--- start of PROVIDED RECORDS ---

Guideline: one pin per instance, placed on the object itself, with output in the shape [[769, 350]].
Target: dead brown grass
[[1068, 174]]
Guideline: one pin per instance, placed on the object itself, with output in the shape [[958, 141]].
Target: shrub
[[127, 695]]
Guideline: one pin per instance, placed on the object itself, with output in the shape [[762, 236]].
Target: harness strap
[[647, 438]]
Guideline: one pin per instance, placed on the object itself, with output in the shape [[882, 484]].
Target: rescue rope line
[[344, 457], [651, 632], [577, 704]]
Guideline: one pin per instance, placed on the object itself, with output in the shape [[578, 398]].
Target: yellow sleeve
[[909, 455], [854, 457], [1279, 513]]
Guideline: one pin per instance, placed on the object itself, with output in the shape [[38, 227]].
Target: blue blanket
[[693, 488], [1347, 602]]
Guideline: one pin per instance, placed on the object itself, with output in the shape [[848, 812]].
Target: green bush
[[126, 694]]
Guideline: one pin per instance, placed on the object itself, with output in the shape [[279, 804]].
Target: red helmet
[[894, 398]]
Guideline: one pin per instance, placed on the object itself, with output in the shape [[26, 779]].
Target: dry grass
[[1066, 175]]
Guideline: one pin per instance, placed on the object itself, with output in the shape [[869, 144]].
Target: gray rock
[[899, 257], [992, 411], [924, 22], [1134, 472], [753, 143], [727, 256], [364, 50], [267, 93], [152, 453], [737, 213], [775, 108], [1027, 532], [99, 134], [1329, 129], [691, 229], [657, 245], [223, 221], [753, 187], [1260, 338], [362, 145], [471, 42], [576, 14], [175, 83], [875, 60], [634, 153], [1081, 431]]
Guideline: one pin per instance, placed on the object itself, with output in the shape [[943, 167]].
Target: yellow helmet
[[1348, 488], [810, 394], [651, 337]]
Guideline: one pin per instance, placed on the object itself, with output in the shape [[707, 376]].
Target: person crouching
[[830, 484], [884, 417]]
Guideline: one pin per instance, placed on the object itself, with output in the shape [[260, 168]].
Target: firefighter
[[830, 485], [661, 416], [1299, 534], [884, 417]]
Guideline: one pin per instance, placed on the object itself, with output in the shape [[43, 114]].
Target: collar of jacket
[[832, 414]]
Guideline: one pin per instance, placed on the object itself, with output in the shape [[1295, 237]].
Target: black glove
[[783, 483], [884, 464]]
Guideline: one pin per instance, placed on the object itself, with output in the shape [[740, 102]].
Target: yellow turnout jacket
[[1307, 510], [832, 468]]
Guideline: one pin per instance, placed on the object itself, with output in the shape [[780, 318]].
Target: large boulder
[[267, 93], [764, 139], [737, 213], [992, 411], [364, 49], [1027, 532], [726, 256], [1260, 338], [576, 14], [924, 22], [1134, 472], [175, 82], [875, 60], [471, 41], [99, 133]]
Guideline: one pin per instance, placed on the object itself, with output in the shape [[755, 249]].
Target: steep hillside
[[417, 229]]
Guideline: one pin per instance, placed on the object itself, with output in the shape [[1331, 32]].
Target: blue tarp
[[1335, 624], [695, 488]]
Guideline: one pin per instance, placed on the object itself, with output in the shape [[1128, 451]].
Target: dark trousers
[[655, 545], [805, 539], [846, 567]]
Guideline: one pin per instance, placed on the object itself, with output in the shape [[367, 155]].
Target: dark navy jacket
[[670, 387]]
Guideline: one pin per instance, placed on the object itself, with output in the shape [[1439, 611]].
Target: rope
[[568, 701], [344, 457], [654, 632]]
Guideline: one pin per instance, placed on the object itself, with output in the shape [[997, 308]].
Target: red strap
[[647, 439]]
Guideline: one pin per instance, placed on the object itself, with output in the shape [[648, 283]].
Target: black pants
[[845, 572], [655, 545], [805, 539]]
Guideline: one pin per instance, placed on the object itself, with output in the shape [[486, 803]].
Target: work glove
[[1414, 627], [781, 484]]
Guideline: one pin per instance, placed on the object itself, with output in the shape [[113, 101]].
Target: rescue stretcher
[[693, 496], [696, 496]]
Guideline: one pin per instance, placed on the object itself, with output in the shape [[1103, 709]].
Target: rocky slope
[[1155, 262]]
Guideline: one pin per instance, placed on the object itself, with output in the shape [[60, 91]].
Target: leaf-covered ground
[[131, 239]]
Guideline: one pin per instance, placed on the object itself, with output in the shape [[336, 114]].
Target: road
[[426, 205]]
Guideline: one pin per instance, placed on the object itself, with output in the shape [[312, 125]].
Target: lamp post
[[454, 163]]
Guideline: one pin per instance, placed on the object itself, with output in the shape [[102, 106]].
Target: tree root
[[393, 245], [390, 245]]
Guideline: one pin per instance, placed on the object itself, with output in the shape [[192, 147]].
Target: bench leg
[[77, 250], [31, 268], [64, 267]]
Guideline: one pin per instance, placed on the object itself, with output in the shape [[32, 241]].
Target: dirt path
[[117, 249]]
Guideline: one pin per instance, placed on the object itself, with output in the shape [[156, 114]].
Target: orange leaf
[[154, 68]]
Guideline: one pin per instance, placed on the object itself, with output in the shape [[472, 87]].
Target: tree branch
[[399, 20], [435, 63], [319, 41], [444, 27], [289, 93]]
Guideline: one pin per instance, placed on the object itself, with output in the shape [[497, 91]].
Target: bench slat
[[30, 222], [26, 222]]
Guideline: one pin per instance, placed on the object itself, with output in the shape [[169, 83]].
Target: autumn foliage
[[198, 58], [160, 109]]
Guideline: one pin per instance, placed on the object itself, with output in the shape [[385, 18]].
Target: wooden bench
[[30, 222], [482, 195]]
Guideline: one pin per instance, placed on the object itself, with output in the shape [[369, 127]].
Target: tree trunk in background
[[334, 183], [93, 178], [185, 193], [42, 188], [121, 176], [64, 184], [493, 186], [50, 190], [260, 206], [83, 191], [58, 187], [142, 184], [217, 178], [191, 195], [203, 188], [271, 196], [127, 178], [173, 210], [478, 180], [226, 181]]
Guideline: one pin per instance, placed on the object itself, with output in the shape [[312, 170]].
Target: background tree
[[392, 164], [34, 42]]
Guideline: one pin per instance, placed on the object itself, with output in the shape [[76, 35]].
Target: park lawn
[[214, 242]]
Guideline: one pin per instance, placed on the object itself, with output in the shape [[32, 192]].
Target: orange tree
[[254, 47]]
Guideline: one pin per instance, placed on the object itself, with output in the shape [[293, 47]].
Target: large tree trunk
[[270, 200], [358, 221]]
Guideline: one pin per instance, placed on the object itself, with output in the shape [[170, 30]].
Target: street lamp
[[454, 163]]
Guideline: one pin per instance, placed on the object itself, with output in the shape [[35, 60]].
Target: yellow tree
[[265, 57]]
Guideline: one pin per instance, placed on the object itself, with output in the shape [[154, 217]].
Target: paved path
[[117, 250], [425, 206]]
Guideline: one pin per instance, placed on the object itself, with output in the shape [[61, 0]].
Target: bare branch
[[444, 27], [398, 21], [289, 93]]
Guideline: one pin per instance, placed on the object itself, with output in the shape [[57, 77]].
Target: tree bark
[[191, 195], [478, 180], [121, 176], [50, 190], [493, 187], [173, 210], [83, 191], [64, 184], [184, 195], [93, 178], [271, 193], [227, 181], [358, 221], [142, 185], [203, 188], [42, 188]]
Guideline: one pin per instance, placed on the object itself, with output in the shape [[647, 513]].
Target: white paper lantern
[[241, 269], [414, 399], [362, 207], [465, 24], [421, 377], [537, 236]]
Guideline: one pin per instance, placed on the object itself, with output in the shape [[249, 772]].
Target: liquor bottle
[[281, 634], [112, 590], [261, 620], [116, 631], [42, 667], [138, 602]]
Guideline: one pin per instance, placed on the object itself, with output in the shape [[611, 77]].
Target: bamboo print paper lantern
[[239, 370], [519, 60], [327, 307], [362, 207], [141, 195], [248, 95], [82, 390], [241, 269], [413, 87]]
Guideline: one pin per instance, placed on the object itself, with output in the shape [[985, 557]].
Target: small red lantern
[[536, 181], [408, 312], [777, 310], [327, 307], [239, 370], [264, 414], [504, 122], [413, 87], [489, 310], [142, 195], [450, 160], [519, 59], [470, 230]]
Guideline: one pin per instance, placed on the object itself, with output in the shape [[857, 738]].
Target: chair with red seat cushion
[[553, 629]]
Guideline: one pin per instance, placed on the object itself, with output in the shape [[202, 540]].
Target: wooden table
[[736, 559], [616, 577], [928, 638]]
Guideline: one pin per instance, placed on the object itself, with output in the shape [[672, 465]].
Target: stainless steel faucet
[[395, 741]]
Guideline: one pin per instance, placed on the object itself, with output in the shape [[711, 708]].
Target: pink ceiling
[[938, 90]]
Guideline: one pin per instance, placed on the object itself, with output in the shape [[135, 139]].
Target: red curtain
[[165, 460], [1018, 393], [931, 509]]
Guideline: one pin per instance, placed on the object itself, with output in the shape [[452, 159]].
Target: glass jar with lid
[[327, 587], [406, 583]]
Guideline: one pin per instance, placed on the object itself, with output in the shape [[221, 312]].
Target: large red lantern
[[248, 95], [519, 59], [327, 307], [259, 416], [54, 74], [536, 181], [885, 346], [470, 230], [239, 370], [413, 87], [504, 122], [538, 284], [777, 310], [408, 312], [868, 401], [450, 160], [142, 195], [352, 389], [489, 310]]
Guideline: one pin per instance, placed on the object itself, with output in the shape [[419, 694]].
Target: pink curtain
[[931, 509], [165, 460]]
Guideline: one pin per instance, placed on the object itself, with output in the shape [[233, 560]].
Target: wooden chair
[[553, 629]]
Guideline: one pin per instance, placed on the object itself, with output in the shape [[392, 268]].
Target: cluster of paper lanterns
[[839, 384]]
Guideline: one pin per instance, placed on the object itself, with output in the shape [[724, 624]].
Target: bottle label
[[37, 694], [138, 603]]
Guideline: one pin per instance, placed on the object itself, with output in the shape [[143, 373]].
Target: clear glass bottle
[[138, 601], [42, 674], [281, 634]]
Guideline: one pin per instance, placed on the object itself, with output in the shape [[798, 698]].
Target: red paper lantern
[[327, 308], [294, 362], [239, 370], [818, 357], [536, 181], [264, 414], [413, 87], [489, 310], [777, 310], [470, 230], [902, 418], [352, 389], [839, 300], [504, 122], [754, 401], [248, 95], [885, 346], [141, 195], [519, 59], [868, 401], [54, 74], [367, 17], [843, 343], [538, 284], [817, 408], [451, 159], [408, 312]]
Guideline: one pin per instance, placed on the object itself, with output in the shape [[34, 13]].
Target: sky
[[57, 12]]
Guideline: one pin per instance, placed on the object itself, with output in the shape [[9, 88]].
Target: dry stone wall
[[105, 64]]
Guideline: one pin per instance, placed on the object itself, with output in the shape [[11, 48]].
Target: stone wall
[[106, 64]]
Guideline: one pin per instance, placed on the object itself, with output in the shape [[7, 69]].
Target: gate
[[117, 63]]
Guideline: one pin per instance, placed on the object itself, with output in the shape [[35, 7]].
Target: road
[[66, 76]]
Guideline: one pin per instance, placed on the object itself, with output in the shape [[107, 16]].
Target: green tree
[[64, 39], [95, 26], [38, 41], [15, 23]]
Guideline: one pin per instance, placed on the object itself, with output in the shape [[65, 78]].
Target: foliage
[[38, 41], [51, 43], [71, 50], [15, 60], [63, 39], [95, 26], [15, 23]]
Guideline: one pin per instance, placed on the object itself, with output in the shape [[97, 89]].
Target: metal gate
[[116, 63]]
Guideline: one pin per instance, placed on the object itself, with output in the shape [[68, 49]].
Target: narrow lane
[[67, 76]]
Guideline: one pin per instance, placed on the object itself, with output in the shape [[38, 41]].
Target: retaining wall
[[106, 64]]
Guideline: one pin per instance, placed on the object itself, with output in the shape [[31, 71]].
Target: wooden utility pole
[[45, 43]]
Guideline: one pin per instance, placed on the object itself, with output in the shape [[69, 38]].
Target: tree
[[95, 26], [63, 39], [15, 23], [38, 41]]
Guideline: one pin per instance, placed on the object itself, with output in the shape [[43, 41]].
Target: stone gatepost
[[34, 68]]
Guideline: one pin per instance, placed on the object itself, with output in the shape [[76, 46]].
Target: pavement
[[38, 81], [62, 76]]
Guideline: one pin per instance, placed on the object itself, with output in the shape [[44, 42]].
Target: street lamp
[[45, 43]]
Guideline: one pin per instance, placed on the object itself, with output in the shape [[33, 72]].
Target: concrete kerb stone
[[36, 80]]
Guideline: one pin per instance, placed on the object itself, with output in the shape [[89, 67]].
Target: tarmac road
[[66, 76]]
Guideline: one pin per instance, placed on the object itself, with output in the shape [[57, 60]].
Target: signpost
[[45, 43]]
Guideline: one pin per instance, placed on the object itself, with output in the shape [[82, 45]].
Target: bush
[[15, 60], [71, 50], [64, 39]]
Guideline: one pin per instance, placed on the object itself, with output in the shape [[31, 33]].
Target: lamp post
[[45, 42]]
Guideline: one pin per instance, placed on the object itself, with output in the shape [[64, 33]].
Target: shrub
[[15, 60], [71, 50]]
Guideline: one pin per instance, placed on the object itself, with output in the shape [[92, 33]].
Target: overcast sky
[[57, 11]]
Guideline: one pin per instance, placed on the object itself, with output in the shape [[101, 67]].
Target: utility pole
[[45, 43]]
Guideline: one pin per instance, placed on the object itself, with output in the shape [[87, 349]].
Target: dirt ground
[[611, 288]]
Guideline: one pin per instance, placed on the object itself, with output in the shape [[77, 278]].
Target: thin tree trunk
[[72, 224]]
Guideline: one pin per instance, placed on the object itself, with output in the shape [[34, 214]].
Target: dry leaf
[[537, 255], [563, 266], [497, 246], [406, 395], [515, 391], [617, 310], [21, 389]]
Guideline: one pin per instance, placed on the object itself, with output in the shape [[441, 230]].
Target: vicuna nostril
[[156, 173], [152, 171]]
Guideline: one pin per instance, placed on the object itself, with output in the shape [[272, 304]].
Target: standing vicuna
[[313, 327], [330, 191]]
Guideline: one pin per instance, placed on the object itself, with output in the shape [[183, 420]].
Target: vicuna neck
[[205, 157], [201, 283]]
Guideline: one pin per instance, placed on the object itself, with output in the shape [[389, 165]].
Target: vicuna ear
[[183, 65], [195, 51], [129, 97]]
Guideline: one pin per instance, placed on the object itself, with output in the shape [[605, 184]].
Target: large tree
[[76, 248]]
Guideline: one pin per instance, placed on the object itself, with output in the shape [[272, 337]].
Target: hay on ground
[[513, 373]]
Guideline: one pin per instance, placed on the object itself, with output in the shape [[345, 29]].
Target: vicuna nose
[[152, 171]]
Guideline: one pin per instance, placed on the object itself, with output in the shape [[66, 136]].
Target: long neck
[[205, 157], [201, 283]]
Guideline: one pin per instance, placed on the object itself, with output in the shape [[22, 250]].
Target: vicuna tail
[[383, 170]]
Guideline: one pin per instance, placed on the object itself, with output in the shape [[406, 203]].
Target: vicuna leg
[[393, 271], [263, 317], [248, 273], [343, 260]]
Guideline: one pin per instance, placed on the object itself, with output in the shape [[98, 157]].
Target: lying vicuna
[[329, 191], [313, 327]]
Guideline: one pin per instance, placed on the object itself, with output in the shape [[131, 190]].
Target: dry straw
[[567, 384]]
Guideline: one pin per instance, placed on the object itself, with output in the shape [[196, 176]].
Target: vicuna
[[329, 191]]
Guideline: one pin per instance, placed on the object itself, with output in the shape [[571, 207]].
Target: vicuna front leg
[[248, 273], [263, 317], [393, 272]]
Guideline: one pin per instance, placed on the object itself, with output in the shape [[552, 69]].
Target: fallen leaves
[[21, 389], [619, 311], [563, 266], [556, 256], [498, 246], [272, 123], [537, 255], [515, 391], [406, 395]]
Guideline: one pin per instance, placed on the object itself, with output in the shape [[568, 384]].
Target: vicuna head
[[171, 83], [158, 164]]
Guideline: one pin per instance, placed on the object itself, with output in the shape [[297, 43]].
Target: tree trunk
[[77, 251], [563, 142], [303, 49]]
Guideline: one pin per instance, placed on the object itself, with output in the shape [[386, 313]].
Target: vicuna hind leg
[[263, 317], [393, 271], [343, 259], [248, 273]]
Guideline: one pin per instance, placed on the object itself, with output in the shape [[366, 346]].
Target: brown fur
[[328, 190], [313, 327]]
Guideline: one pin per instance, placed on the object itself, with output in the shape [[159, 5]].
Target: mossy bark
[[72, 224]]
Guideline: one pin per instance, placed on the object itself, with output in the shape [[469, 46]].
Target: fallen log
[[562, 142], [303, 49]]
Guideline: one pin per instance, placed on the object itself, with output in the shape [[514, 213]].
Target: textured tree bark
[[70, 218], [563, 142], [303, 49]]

--- end of PROVIDED RECORDS ---

## TASK BRIEF
Present the lines from the one containing "shape [[385, 18]]." through the one containing "[[254, 47]]", both included, as a numbered list with blank lines omitted.

## OUTPUT OF THE EXERCISE
1. Guideline: one pin per instance, placed on the object itself, with output in the shape [[385, 18]].
2. Target: wooden bench
3. [[30, 222], [482, 195]]
4. Guideline: one pin per instance, placed on the object itself, with output in the shape [[369, 127]].
5. Target: tree trunk in background
6. [[334, 183], [93, 178], [185, 193], [42, 188], [121, 176], [64, 184], [493, 186], [50, 190], [260, 206], [83, 191], [58, 187], [142, 184], [217, 178], [191, 195], [203, 188], [271, 196], [127, 178], [173, 210], [478, 180], [226, 181]]
7. Guideline: one pin per instance, placed on the object itself, with output in the shape [[312, 170]].
8. Target: background tree
9. [[392, 164], [34, 42]]
10. Guideline: one pin per instance, placed on the object itself, with output in the shape [[76, 35]].
11. Target: park lawn
12. [[214, 242]]
13. Guideline: one pin per instance, placed on the object itself, with output in the shape [[32, 192]].
14. Target: orange tree
15. [[254, 47]]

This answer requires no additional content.